Region labeling items:
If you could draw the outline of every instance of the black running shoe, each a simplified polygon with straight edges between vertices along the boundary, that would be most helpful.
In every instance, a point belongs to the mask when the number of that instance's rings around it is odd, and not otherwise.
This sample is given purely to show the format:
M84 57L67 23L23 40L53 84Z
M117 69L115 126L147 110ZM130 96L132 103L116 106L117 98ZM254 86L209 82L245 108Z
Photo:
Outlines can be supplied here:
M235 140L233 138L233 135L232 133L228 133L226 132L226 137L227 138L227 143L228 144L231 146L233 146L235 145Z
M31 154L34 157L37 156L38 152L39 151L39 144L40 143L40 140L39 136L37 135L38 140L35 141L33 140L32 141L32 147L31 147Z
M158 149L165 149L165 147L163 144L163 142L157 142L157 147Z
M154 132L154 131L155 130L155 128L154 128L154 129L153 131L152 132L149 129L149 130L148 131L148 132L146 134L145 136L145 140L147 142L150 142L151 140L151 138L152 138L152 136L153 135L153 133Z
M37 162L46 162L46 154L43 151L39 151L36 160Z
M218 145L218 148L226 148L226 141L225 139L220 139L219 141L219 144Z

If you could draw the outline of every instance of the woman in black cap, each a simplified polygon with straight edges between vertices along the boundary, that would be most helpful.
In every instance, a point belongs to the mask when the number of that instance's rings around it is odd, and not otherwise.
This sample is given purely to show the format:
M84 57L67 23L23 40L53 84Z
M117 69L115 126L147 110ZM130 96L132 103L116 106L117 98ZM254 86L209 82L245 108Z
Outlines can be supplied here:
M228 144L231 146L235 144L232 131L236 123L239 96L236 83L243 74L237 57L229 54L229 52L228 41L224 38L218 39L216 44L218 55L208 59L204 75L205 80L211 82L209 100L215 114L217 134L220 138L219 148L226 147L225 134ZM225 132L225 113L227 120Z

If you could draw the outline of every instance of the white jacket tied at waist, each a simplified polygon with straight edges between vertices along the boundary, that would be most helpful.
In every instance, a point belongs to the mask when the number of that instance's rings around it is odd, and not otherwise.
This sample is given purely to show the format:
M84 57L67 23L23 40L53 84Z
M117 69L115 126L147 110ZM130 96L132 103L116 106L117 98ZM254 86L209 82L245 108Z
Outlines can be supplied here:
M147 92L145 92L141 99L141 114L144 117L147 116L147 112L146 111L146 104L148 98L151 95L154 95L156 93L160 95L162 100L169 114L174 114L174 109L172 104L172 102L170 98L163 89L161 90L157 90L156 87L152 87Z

What is expected: Please copy out every one of the lines above word for word, changing nothing.

Worked answer:
If you could draw the outline of every instance of the black running shoe, each a simplified polygon with straight edges between vertices along the boundary, that would be most helpful.
In every instance, a point belongs to the mask when the number of that instance's rings around it is odd, and not otherwise.
This sample is given purely to show the format:
M84 57L67 23L23 40L53 84Z
M117 69L115 126L147 110ZM130 96L132 103L116 106L117 98ZM254 86L209 82L245 108Z
Photo:
Outlines can be supplied here:
M235 140L233 138L233 135L232 133L228 133L226 132L226 137L227 138L227 143L228 144L231 146L233 146L235 145Z
M31 154L34 157L37 156L38 152L39 151L39 144L40 143L40 140L39 136L37 135L38 140L35 141L33 140L32 141L32 147L31 147Z
M158 149L165 149L165 147L163 144L163 142L157 142L157 147Z
M154 132L154 131L155 130L155 128L154 128L154 129L153 131L152 132L149 129L149 130L148 131L148 132L146 134L145 136L145 140L147 142L150 142L151 140L151 138L152 138L152 136L153 135L153 133Z
M37 162L46 162L46 154L43 151L39 151L36 160Z
M218 145L218 148L226 148L226 141L225 139L220 139L219 141L219 144Z

If you could draw the outline of every instance of the woman in black cap, each a simplified polygon with straight edges between vertices along the boundary, that would be most helpful.
In every instance, a point belongs to the mask when the number of that instance's rings around it is odd, and not otherwise.
This sample is given purely to show the format:
M84 57L67 23L23 40L53 84Z
M117 69L115 126L147 110ZM130 96L132 103L116 106L117 98ZM254 86L209 82L245 108Z
Outlines can be supplied here:
M228 144L231 146L235 144L232 131L236 123L239 96L236 83L243 74L237 57L229 54L229 52L228 41L224 38L218 39L216 44L218 55L208 59L204 75L205 80L211 82L209 100L215 114L217 134L220 138L219 148L226 147L225 134ZM225 132L225 113L227 120Z

If you could draw the outline of every instance of the white jacket tied at waist, each a simplified polygon with straight edges between vertices along the boundary, that would be most helpful.
In every instance, a point belongs to the mask when the number of that instance's rings around it is odd, and not otherwise.
This sample is given purely to show the format:
M84 57L67 23L23 40L53 84Z
M117 69L115 126L147 110ZM130 96L132 103L116 106L117 98ZM254 86L209 82L245 108Z
Outlines can be supplied here:
M147 92L145 92L141 99L141 114L144 117L147 116L147 112L146 111L146 104L148 98L151 95L154 95L156 93L160 95L162 100L169 114L174 114L174 109L172 104L172 102L170 98L163 89L161 90L157 90L156 87L152 87Z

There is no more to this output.